Natural-language object grounding data:
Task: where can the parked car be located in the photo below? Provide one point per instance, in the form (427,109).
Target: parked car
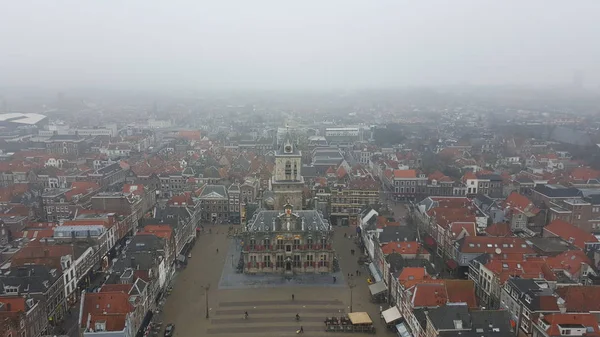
(169,330)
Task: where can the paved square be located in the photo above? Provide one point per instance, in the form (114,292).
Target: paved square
(268,300)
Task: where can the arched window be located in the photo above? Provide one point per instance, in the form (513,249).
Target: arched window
(288,169)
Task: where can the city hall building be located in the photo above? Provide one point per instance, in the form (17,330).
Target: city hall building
(288,242)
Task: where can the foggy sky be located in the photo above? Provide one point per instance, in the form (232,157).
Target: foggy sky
(297,44)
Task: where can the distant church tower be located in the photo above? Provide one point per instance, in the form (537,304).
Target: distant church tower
(287,182)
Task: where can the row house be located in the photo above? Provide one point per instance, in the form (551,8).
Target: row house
(98,230)
(458,320)
(130,204)
(526,299)
(491,275)
(405,184)
(21,316)
(576,211)
(147,256)
(547,194)
(233,193)
(470,247)
(484,183)
(109,175)
(164,232)
(571,234)
(428,294)
(67,258)
(70,146)
(560,324)
(439,184)
(62,203)
(183,219)
(346,200)
(116,310)
(43,284)
(522,213)
(215,203)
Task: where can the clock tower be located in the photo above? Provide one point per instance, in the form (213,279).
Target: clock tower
(287,182)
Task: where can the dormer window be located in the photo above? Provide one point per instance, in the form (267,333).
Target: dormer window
(100,326)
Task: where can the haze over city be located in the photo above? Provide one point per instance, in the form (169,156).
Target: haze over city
(269,44)
(274,168)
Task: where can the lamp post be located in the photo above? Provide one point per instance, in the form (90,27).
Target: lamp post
(206,288)
(351,285)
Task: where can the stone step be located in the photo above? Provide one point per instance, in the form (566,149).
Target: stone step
(291,328)
(269,311)
(268,320)
(278,303)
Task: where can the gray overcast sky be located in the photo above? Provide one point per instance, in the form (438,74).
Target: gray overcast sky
(296,44)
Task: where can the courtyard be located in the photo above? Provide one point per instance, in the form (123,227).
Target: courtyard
(267,299)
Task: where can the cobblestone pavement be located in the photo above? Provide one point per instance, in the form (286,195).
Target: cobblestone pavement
(271,310)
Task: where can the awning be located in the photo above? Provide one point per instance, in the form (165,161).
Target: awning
(377,288)
(374,272)
(390,315)
(403,330)
(360,318)
(451,264)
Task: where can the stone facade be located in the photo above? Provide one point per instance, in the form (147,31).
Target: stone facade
(287,181)
(288,242)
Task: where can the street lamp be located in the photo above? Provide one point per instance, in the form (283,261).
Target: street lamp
(206,288)
(351,285)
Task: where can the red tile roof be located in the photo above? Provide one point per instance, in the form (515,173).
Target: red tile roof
(111,307)
(571,261)
(136,189)
(409,276)
(528,269)
(570,233)
(461,291)
(580,298)
(126,288)
(162,231)
(584,173)
(456,228)
(17,303)
(556,320)
(520,203)
(491,245)
(405,174)
(439,292)
(402,247)
(499,229)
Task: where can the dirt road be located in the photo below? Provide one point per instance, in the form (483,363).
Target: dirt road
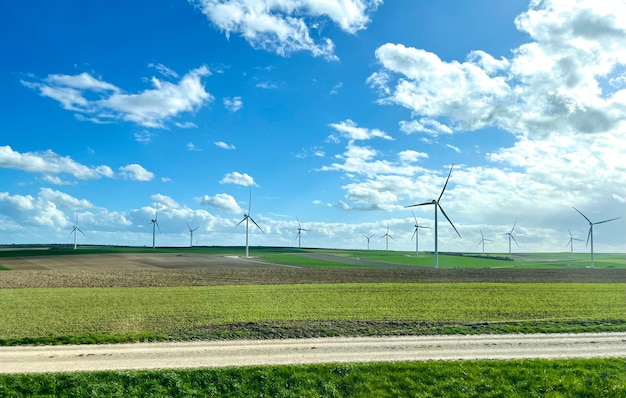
(198,354)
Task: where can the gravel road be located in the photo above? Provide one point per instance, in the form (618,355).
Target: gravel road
(198,354)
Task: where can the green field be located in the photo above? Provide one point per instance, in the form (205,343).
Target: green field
(184,312)
(293,256)
(525,378)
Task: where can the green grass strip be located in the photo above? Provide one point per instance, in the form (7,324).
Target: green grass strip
(523,378)
(179,311)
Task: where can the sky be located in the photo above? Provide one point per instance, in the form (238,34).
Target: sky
(333,115)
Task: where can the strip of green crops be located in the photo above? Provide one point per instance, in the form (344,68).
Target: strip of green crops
(178,311)
(525,378)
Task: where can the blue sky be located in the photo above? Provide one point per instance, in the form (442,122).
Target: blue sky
(336,113)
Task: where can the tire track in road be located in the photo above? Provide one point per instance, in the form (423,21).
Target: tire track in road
(202,354)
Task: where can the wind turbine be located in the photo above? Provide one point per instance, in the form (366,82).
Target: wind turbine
(510,234)
(368,240)
(483,240)
(191,234)
(246,218)
(438,207)
(387,236)
(300,229)
(155,225)
(75,230)
(416,234)
(590,234)
(570,242)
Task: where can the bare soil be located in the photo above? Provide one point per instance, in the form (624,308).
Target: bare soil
(143,270)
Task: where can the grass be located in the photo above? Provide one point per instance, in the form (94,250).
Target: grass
(104,314)
(523,378)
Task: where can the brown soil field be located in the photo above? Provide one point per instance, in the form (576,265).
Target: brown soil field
(142,270)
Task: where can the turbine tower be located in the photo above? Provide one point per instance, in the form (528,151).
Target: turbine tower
(191,234)
(570,242)
(438,207)
(247,218)
(298,236)
(75,230)
(387,236)
(155,225)
(416,234)
(368,240)
(590,234)
(483,240)
(510,234)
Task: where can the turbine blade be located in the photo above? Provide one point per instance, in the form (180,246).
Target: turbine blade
(257,225)
(582,214)
(446,184)
(448,218)
(602,222)
(420,204)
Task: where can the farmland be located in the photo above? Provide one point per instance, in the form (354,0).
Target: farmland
(97,295)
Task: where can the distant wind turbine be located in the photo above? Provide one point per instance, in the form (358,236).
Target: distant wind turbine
(155,225)
(510,235)
(570,242)
(416,234)
(483,240)
(75,230)
(438,207)
(191,234)
(590,234)
(368,240)
(387,236)
(299,235)
(247,217)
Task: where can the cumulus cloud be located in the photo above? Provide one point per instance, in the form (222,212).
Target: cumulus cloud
(224,145)
(135,172)
(551,84)
(285,26)
(351,131)
(99,101)
(222,202)
(49,164)
(233,104)
(238,179)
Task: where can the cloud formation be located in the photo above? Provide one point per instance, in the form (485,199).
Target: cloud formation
(555,83)
(101,102)
(285,26)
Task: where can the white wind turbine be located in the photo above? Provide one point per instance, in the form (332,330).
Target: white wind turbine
(387,236)
(368,240)
(590,234)
(75,230)
(570,242)
(191,234)
(483,240)
(510,235)
(416,234)
(247,218)
(437,208)
(299,235)
(155,225)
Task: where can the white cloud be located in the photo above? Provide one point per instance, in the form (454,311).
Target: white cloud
(233,104)
(551,84)
(149,108)
(351,131)
(135,172)
(192,147)
(285,26)
(49,164)
(224,145)
(238,179)
(223,202)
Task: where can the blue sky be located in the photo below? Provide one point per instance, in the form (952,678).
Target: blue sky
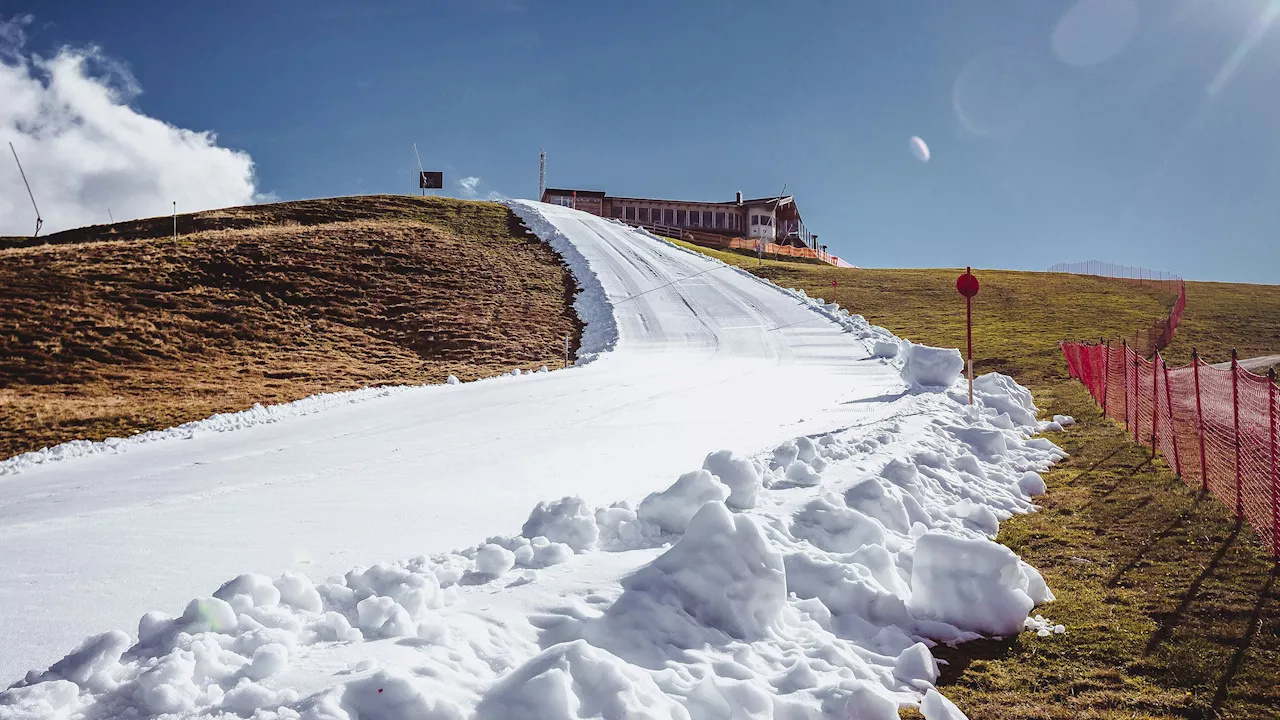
(1144,132)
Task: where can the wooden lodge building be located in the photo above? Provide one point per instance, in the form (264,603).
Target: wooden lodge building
(769,219)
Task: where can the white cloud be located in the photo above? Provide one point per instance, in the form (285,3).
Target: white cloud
(469,186)
(85,150)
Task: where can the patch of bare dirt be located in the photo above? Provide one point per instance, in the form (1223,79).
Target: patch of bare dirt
(115,329)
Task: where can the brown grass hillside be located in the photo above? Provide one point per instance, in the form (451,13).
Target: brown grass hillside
(1171,607)
(113,329)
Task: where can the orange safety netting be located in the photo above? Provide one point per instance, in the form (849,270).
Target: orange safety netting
(1215,427)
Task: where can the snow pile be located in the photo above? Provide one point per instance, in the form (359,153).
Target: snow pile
(817,596)
(931,368)
(739,474)
(672,509)
(973,584)
(721,573)
(803,582)
(600,326)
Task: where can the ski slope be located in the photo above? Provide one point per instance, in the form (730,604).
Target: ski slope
(406,552)
(720,359)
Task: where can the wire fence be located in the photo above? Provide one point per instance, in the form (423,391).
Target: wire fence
(1143,276)
(1157,336)
(1215,427)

Work task:
From the entries above, copy each line that holds "below".

Answer box:
Task: where can the parked car be located in the photo below? Provide one point per instance, in the form (427,109).
Task: where can the dirt road be located in the photo below? Provide one point per instance, in the form (483,363).
Task: where can the blue sky be located in the photo below? Provide one point per instance, in the form (952,678).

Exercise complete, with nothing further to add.